#### Material for the task:
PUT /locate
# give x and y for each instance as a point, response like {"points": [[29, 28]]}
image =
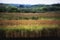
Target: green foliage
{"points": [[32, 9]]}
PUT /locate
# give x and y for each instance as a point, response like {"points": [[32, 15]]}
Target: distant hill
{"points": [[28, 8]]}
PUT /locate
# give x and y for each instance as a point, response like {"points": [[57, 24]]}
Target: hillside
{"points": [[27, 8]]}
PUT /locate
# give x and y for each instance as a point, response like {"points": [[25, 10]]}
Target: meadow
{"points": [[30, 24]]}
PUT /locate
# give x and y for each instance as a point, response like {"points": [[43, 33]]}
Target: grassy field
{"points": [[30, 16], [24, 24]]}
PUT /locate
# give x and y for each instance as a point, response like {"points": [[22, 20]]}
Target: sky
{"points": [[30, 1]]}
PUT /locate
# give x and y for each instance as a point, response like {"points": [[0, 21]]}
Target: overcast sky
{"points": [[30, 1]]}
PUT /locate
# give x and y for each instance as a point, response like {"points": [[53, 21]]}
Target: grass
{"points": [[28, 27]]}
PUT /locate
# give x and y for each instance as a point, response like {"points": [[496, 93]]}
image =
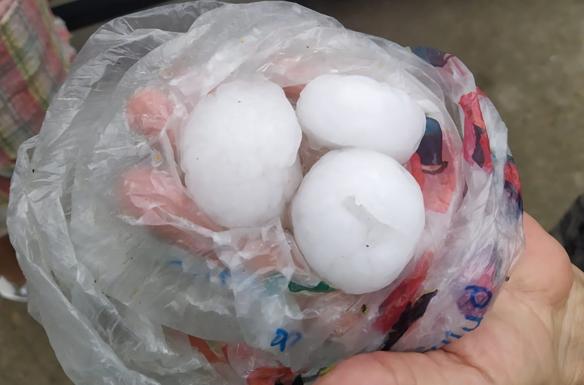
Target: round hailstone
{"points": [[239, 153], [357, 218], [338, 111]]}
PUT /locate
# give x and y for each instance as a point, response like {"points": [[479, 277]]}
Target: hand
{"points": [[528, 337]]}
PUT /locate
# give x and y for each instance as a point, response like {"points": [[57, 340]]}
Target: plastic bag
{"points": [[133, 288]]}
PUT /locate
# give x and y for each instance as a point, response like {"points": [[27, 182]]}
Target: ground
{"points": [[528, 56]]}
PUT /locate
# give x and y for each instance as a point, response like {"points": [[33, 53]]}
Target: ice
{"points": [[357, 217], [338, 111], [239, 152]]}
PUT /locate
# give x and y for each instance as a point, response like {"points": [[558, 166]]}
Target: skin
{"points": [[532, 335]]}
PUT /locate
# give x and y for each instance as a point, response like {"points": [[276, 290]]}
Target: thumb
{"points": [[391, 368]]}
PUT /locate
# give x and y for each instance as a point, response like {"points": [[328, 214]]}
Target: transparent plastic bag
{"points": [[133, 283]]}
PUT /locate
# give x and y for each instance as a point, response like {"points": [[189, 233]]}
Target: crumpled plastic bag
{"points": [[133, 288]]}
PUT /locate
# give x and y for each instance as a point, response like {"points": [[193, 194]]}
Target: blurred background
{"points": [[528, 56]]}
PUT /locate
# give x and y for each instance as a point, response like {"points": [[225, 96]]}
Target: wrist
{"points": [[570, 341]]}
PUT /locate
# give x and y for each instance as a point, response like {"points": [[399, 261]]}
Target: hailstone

#### What needs to be done:
Repeat all the data as it stands, dropping any images it holds.

#### Finished answer:
PUT /locate
# give x and y for each instance as a point, response like {"points": [[29, 28]]}
image =
Target: green foliage
{"points": [[32, 9]]}
PUT /locate
# give x and y for each instance as a point, response like {"points": [[32, 15]]}
Target: distant hill
{"points": [[28, 8]]}
PUT /locate
# give x and y for each instance as a point, response like {"points": [[57, 24]]}
Target: hillside
{"points": [[27, 8]]}
PUT /locate
# give x and y for each instance as a point, response like {"points": [[25, 10]]}
Target: meadow
{"points": [[30, 24]]}
PUT /locate
# give x and y for each instance as a point, response like {"points": [[43, 33]]}
Target: grassy field
{"points": [[30, 16], [24, 24]]}
PUT /locate
# give x and y for each instance as a point, response like {"points": [[22, 20]]}
Target: sky
{"points": [[30, 1]]}
PUT /locate
# give x and y for each instance as a point, response like {"points": [[0, 21]]}
Target: overcast sky
{"points": [[30, 1]]}
PUT /locate
# give x and y for each instance as a point, response like {"points": [[53, 21]]}
Target: grass
{"points": [[28, 27]]}
PUT /locate
# give x and y for each instance as a point, response like {"points": [[496, 93]]}
image =
Target: round hailstone
{"points": [[239, 153], [357, 218], [338, 111]]}
PUT /locate
# give x and y for each instance as a point, response like {"points": [[479, 277]]}
Target: hand
{"points": [[528, 337]]}
PUT /locate
# give x and y for each instance as a point, response like {"points": [[57, 340]]}
Target: plastic bag
{"points": [[133, 288]]}
PUT /locate
# give x and y for each instance as a point, response like {"points": [[27, 182]]}
Target: ground
{"points": [[528, 56]]}
PUT /locate
# give x and y for each instance as a point, response like {"points": [[33, 53]]}
Target: ice
{"points": [[357, 217], [338, 111], [239, 152]]}
PUT /locate
# give x and y for each instance as a point, response like {"points": [[558, 166]]}
Target: skin
{"points": [[532, 335]]}
PUT /locate
# give x and y for each instance as a point, response like {"points": [[276, 290]]}
Target: thumb
{"points": [[391, 368]]}
PUT /locate
# give x and y for each instance as a point, response like {"points": [[328, 214]]}
Target: transparent plastic bag
{"points": [[133, 283]]}
PUT /locate
# give x and y for each instance as a point, response like {"points": [[189, 233]]}
Target: crumpled plastic bag
{"points": [[133, 288]]}
PUT /locate
# give x and y for each instance as a point, response like {"points": [[193, 194]]}
Target: blurred background
{"points": [[528, 56]]}
PUT /locate
# give x and y for each instance as a point, response like {"points": [[225, 96]]}
Target: wrist
{"points": [[570, 341]]}
PUT /locate
# give x and y for each instance as a point, response like {"points": [[399, 261]]}
Target: hailstone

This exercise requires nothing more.